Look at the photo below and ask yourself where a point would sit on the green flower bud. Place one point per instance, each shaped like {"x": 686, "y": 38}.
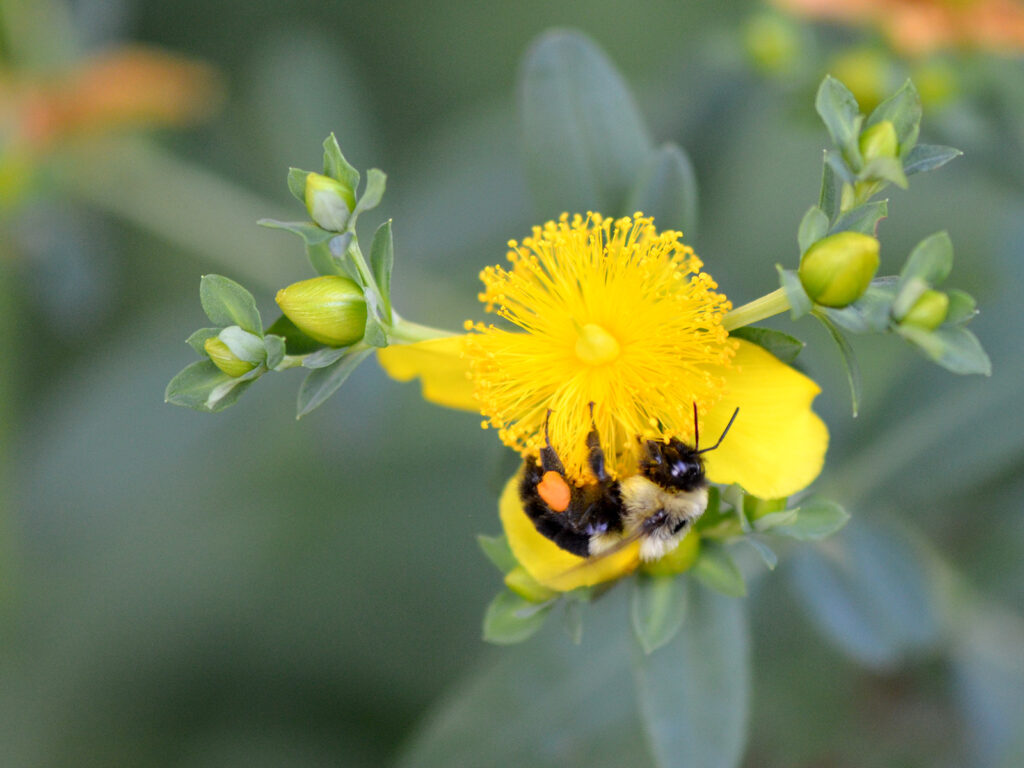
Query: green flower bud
{"x": 330, "y": 309}
{"x": 880, "y": 141}
{"x": 929, "y": 311}
{"x": 225, "y": 359}
{"x": 526, "y": 587}
{"x": 837, "y": 270}
{"x": 330, "y": 203}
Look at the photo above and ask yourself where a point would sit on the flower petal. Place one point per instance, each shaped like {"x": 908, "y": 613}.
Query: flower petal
{"x": 776, "y": 446}
{"x": 439, "y": 365}
{"x": 548, "y": 563}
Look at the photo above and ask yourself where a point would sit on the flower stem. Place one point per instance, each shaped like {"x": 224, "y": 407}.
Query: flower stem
{"x": 757, "y": 310}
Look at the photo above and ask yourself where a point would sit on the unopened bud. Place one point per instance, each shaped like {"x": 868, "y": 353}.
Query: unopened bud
{"x": 880, "y": 141}
{"x": 838, "y": 269}
{"x": 225, "y": 359}
{"x": 929, "y": 311}
{"x": 330, "y": 203}
{"x": 330, "y": 309}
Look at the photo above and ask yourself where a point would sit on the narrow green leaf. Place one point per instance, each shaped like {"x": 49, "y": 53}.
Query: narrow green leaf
{"x": 869, "y": 591}
{"x": 657, "y": 607}
{"x": 198, "y": 339}
{"x": 863, "y": 218}
{"x": 324, "y": 382}
{"x": 813, "y": 227}
{"x": 952, "y": 347}
{"x": 800, "y": 302}
{"x": 497, "y": 550}
{"x": 927, "y": 158}
{"x": 839, "y": 111}
{"x": 511, "y": 619}
{"x": 903, "y": 111}
{"x": 667, "y": 189}
{"x": 783, "y": 346}
{"x": 381, "y": 262}
{"x": 227, "y": 303}
{"x": 716, "y": 569}
{"x": 584, "y": 136}
{"x": 336, "y": 166}
{"x": 815, "y": 518}
{"x": 849, "y": 359}
{"x": 693, "y": 694}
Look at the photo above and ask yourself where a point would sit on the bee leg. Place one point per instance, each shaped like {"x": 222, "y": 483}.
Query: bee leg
{"x": 596, "y": 455}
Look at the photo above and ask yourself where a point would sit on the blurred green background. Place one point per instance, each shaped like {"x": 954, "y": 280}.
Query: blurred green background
{"x": 179, "y": 589}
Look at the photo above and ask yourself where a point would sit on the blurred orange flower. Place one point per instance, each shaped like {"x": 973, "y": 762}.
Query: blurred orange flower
{"x": 918, "y": 27}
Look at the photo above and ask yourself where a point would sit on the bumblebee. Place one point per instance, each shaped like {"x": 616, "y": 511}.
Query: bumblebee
{"x": 656, "y": 506}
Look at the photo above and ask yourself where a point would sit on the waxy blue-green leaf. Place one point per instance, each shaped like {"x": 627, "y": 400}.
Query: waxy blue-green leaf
{"x": 498, "y": 551}
{"x": 952, "y": 347}
{"x": 800, "y": 302}
{"x": 849, "y": 359}
{"x": 927, "y": 158}
{"x": 812, "y": 227}
{"x": 227, "y": 303}
{"x": 784, "y": 347}
{"x": 903, "y": 111}
{"x": 324, "y": 382}
{"x": 381, "y": 263}
{"x": 657, "y": 607}
{"x": 667, "y": 189}
{"x": 716, "y": 568}
{"x": 868, "y": 590}
{"x": 583, "y": 135}
{"x": 336, "y": 166}
{"x": 693, "y": 693}
{"x": 511, "y": 619}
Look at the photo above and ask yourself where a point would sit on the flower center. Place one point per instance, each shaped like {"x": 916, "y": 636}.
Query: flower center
{"x": 595, "y": 345}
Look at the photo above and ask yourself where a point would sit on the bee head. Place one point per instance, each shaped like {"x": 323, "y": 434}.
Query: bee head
{"x": 673, "y": 465}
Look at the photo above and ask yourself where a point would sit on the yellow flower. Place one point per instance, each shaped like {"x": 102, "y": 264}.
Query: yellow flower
{"x": 615, "y": 313}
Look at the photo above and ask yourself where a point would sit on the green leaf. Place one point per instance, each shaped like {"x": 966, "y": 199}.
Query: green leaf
{"x": 931, "y": 261}
{"x": 903, "y": 111}
{"x": 244, "y": 345}
{"x": 324, "y": 382}
{"x": 839, "y": 111}
{"x": 952, "y": 347}
{"x": 962, "y": 307}
{"x": 511, "y": 619}
{"x": 274, "y": 346}
{"x": 198, "y": 339}
{"x": 203, "y": 386}
{"x": 849, "y": 359}
{"x": 716, "y": 569}
{"x": 813, "y": 227}
{"x": 815, "y": 518}
{"x": 694, "y": 693}
{"x": 584, "y": 137}
{"x": 863, "y": 218}
{"x": 927, "y": 158}
{"x": 800, "y": 302}
{"x": 372, "y": 196}
{"x": 667, "y": 189}
{"x": 336, "y": 166}
{"x": 498, "y": 551}
{"x": 381, "y": 262}
{"x": 227, "y": 303}
{"x": 869, "y": 591}
{"x": 296, "y": 342}
{"x": 783, "y": 346}
{"x": 657, "y": 607}
{"x": 297, "y": 184}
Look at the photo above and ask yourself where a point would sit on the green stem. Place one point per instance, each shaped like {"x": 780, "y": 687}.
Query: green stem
{"x": 769, "y": 305}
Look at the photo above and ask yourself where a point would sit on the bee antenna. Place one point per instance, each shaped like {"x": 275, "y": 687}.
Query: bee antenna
{"x": 724, "y": 433}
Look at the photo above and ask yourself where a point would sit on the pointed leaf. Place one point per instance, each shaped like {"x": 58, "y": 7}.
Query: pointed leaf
{"x": 584, "y": 137}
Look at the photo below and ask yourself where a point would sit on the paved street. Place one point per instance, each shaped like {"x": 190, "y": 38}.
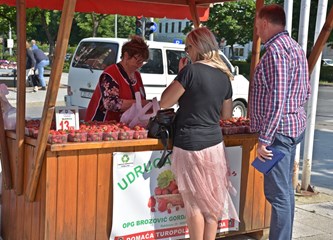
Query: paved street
{"x": 313, "y": 214}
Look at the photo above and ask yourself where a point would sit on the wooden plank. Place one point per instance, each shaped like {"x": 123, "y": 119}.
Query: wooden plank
{"x": 5, "y": 213}
{"x": 66, "y": 219}
{"x": 247, "y": 186}
{"x": 28, "y": 210}
{"x": 87, "y": 194}
{"x": 105, "y": 144}
{"x": 20, "y": 106}
{"x": 51, "y": 196}
{"x": 41, "y": 197}
{"x": 12, "y": 216}
{"x": 268, "y": 211}
{"x": 321, "y": 40}
{"x": 104, "y": 194}
{"x": 12, "y": 153}
{"x": 259, "y": 202}
{"x": 5, "y": 163}
{"x": 20, "y": 217}
{"x": 51, "y": 95}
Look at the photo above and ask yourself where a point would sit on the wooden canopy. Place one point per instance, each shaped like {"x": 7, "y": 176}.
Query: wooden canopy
{"x": 196, "y": 10}
{"x": 159, "y": 9}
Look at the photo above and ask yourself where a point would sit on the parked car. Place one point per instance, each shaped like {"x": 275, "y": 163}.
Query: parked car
{"x": 94, "y": 54}
{"x": 327, "y": 62}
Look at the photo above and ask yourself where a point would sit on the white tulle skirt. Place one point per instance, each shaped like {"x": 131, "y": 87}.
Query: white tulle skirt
{"x": 203, "y": 181}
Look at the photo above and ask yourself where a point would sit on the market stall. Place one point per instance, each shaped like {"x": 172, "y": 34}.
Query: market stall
{"x": 66, "y": 190}
{"x": 75, "y": 191}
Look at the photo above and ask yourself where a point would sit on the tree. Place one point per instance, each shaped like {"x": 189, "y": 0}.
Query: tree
{"x": 232, "y": 21}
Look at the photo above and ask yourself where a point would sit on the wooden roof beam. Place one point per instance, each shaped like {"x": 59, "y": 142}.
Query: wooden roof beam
{"x": 21, "y": 97}
{"x": 322, "y": 39}
{"x": 51, "y": 96}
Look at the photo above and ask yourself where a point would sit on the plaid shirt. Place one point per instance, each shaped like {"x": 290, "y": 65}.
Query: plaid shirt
{"x": 279, "y": 90}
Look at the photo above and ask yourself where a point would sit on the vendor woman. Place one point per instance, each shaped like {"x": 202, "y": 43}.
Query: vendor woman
{"x": 115, "y": 91}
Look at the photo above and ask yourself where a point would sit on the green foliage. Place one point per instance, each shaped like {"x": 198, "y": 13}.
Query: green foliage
{"x": 244, "y": 68}
{"x": 233, "y": 21}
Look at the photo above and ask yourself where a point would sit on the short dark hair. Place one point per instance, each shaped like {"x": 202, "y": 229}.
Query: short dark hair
{"x": 273, "y": 13}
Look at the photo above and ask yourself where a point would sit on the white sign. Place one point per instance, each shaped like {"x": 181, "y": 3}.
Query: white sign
{"x": 67, "y": 118}
{"x": 140, "y": 211}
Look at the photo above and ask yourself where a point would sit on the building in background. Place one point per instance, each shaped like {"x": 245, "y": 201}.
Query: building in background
{"x": 170, "y": 30}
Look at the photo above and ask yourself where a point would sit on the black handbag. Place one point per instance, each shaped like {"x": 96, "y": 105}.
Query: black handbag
{"x": 161, "y": 127}
{"x": 33, "y": 80}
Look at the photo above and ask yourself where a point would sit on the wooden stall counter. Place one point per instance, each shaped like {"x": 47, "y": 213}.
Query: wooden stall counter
{"x": 74, "y": 194}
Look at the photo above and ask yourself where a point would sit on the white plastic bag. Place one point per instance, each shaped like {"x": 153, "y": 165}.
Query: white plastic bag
{"x": 138, "y": 115}
{"x": 8, "y": 111}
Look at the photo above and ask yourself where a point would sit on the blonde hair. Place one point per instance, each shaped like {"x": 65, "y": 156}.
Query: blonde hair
{"x": 203, "y": 41}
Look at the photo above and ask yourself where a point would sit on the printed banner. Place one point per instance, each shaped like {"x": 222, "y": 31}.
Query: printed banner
{"x": 146, "y": 201}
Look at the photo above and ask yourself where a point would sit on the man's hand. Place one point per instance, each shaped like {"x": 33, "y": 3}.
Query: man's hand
{"x": 263, "y": 153}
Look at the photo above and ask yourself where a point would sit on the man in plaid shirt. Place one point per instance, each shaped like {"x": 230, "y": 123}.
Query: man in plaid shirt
{"x": 279, "y": 91}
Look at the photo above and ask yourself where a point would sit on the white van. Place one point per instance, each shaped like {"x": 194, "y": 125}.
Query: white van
{"x": 94, "y": 54}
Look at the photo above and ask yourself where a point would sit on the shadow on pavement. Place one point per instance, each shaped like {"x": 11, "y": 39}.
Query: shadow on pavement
{"x": 322, "y": 159}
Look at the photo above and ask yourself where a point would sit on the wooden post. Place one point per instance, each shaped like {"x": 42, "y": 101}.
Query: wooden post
{"x": 322, "y": 38}
{"x": 255, "y": 50}
{"x": 194, "y": 13}
{"x": 7, "y": 176}
{"x": 51, "y": 96}
{"x": 20, "y": 105}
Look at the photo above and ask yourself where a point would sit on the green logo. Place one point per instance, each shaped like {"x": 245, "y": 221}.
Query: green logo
{"x": 125, "y": 158}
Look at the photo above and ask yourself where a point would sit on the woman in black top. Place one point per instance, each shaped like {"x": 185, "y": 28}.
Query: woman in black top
{"x": 204, "y": 94}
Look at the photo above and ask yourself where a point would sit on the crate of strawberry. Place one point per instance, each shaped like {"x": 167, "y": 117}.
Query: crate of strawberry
{"x": 140, "y": 132}
{"x": 110, "y": 132}
{"x": 235, "y": 126}
{"x": 57, "y": 137}
{"x": 125, "y": 132}
{"x": 77, "y": 135}
{"x": 95, "y": 135}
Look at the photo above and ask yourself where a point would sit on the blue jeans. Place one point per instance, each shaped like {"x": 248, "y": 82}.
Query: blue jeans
{"x": 279, "y": 191}
{"x": 40, "y": 66}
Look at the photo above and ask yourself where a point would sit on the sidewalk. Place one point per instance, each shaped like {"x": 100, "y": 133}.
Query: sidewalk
{"x": 313, "y": 214}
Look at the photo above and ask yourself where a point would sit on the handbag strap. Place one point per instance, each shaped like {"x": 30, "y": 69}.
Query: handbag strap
{"x": 164, "y": 138}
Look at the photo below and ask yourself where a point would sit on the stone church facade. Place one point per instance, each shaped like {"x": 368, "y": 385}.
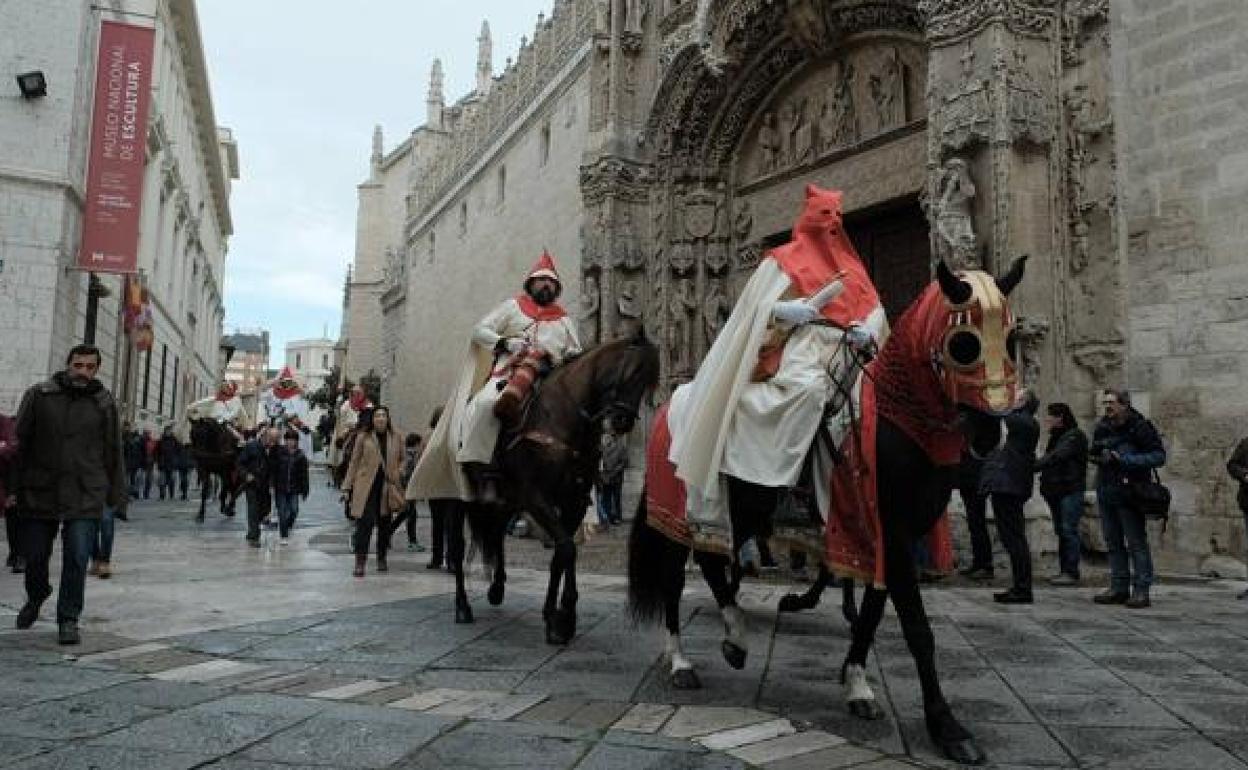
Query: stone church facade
{"x": 659, "y": 149}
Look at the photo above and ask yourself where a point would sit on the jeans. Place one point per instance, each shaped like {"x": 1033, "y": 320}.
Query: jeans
{"x": 609, "y": 502}
{"x": 1012, "y": 531}
{"x": 287, "y": 508}
{"x": 1067, "y": 511}
{"x": 101, "y": 549}
{"x": 78, "y": 538}
{"x": 1131, "y": 562}
{"x": 977, "y": 523}
{"x": 258, "y": 504}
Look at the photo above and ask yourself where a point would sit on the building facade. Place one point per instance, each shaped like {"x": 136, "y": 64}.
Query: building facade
{"x": 185, "y": 222}
{"x": 660, "y": 149}
{"x": 311, "y": 361}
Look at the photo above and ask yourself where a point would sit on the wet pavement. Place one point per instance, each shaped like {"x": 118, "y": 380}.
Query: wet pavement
{"x": 201, "y": 652}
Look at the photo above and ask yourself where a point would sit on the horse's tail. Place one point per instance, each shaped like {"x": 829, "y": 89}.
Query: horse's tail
{"x": 649, "y": 562}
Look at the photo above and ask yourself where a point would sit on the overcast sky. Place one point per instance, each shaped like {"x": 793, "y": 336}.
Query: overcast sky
{"x": 302, "y": 82}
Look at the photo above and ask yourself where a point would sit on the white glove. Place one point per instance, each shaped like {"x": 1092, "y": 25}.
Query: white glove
{"x": 794, "y": 312}
{"x": 859, "y": 338}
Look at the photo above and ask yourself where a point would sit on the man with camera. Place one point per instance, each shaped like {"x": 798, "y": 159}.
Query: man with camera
{"x": 1126, "y": 449}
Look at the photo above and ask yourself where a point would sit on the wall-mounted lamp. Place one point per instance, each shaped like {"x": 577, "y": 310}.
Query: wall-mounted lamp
{"x": 33, "y": 84}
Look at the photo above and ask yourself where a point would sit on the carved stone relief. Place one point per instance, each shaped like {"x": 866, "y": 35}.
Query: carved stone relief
{"x": 823, "y": 114}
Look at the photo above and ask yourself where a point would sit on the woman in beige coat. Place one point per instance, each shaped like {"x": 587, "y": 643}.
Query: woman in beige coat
{"x": 372, "y": 483}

Exercise prompt
Your answer should consist of each line above in which "below" appears.

Solved problem
Look at the photo below and ask yourself where a point would sit on the green flower bud. Place one point per instance, each shaped like {"x": 686, "y": 38}.
Look at the photo below and ask yourself where a point would sit on the paved street. Place one point per instance, each shaped like {"x": 190, "y": 38}.
Look at the photo below and ask yourself where a point would sit on the stone church facade. Place one point per instance, each shaped like {"x": 368, "y": 385}.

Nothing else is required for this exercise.